§ **Short task**
Send back the records in full, character for character.
[BEGIN]
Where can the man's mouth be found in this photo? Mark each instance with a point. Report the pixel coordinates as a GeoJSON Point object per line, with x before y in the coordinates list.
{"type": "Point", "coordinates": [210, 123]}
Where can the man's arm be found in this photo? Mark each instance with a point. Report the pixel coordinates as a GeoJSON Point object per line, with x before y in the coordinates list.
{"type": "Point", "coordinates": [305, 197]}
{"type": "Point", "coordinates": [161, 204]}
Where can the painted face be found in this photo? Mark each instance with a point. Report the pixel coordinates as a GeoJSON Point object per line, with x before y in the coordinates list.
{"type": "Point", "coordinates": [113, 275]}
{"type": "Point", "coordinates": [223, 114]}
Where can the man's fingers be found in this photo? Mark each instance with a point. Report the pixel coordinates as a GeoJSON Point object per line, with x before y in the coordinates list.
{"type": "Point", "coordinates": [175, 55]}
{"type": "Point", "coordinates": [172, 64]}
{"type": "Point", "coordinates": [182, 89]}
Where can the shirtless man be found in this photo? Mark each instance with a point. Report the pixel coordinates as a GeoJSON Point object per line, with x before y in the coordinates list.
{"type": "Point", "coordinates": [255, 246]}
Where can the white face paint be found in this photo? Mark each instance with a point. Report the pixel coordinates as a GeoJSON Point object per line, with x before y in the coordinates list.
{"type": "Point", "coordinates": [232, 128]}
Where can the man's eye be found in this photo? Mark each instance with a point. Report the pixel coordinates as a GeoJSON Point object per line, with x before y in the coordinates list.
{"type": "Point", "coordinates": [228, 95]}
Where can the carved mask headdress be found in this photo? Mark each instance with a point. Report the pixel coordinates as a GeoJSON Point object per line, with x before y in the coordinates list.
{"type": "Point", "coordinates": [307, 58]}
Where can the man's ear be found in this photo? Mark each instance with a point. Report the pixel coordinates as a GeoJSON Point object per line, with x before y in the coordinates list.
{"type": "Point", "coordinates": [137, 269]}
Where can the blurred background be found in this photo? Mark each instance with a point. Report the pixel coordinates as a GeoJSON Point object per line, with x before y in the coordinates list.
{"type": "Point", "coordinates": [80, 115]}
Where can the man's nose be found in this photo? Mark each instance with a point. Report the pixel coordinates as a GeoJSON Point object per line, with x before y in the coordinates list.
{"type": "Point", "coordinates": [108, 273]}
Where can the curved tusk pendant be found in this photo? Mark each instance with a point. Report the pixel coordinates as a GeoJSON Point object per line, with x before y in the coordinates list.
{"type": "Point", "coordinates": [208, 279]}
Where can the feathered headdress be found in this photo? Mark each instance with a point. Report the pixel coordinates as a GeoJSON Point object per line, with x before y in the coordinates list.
[END]
§ **Correct response**
Where can the man's mouth be found in this photo? Mark each instance with a point. Report the pixel coordinates as a GeoJSON Point object per line, with x before y in the coordinates list.
{"type": "Point", "coordinates": [210, 123]}
Where can the man's arm be found in this photo? Mark each instance with a point. Report the pixel coordinates as a GeoJSON Point object per line, with x before y in the coordinates list.
{"type": "Point", "coordinates": [305, 197]}
{"type": "Point", "coordinates": [161, 204]}
Where can the painted face be found in this photo? Mark each instance with a point. Report the pixel coordinates as a GeoJSON Point object per line, with x before y in the coordinates list.
{"type": "Point", "coordinates": [113, 275]}
{"type": "Point", "coordinates": [223, 114]}
Where can the man's fingers be found in this photo? Mark each instance with a point. Report the pixel coordinates as a GeoJSON Point object per line, with x before y in the coordinates list.
{"type": "Point", "coordinates": [175, 55]}
{"type": "Point", "coordinates": [172, 64]}
{"type": "Point", "coordinates": [182, 89]}
Where can the shirtless man be found in this photo? Mark each instance with a point. Report the pixel coordinates as a GeoJSON Point object per line, with x before y in the coordinates list.
{"type": "Point", "coordinates": [255, 246]}
Where can the white face paint be found in this photo? Mark each instance with a point. Report the pixel coordinates as a GeoJSON Point object per line, with x before y in the coordinates list.
{"type": "Point", "coordinates": [232, 128]}
Where can the man's eye be found in this photo? Mark each instance with a point. Report the pixel coordinates as a GeoJSON Point object per line, with x before y in the coordinates list.
{"type": "Point", "coordinates": [228, 95]}
Where can the carved mask headdress be found in this photo? Mark each instance with a point. Report the pixel coordinates as a GeoJSON Point object per line, with x before y in the coordinates list.
{"type": "Point", "coordinates": [307, 58]}
Where can the man's ear be found in this photo? Mark each instance with a point. Report the pixel coordinates as a GeoJSON Point object per line, with x before y in the coordinates list.
{"type": "Point", "coordinates": [137, 269]}
Where can the blurred background be found in this photo? Mark each instance with a point. Report the pixel coordinates as a GeoJSON Point object per line, with x before y in the coordinates list.
{"type": "Point", "coordinates": [80, 115]}
Where can the man's nose be found in this photo? Mark each instance with a point. Report the pixel coordinates as a GeoJSON Point object per line, with x before y in the coordinates list.
{"type": "Point", "coordinates": [108, 273]}
Where can the curved tusk pendant be found in this photo? Mark each instance with a point. Report the pixel coordinates as a GeoJSON Point object per line, with x before y in the coordinates list.
{"type": "Point", "coordinates": [208, 279]}
Where can the feathered headdress be found in this photo? Mark each instance with a point. Report the pixel coordinates as a GeoJSON Point object per line, with x before y in the coordinates list.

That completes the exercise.